Exercise directions - Find the line below with "like x=130, y=102." and the line with "like x=220, y=282.". Output exactly those lines and everything between them, leaving out the pictures.

━━━ Records for this exercise

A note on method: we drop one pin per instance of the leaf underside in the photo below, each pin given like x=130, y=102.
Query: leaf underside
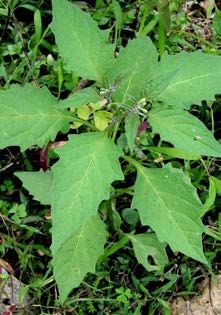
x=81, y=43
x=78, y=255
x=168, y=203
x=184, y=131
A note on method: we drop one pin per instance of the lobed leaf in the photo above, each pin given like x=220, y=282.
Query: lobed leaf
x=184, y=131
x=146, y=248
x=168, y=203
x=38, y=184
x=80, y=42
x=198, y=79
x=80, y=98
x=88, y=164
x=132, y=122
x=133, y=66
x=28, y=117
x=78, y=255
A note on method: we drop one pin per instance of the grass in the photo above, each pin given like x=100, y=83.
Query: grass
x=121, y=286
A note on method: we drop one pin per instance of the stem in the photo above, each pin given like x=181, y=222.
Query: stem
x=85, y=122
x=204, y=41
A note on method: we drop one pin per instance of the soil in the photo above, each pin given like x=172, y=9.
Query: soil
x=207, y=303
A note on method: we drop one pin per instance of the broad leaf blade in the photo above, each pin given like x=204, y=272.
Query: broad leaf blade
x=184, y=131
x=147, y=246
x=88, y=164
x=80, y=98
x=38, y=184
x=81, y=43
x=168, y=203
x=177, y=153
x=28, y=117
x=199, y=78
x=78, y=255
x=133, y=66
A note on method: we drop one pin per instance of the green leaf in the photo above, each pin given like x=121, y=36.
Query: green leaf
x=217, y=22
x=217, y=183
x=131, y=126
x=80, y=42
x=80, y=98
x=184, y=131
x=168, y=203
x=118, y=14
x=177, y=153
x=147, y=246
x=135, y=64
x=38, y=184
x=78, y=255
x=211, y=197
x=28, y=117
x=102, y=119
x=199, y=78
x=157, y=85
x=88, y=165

━━━━━━
━━━ Records for this exercise

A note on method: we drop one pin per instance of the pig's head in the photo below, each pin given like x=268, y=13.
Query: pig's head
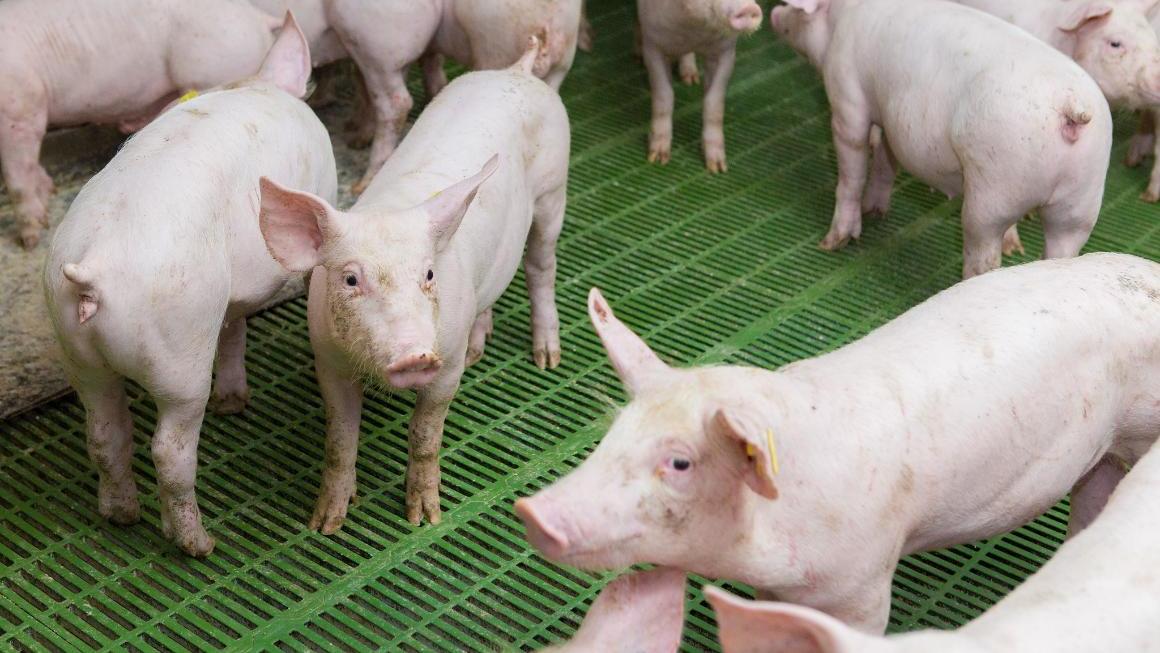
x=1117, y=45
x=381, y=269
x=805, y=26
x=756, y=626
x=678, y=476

━━━━━━
━━━ Records for this exercise

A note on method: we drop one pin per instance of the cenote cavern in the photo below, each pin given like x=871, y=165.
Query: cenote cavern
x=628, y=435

━━━━━━

Solution for this exercise -
A note on method: we drop one pin per instance of the leaf underside in the photo below, each pin given like x=130, y=102.
Query: leaf underside
x=81, y=43
x=78, y=255
x=168, y=203
x=184, y=131
A note on method: we drop one pin per instance of the lobed leaf in the photo above, each pin given like x=220, y=282.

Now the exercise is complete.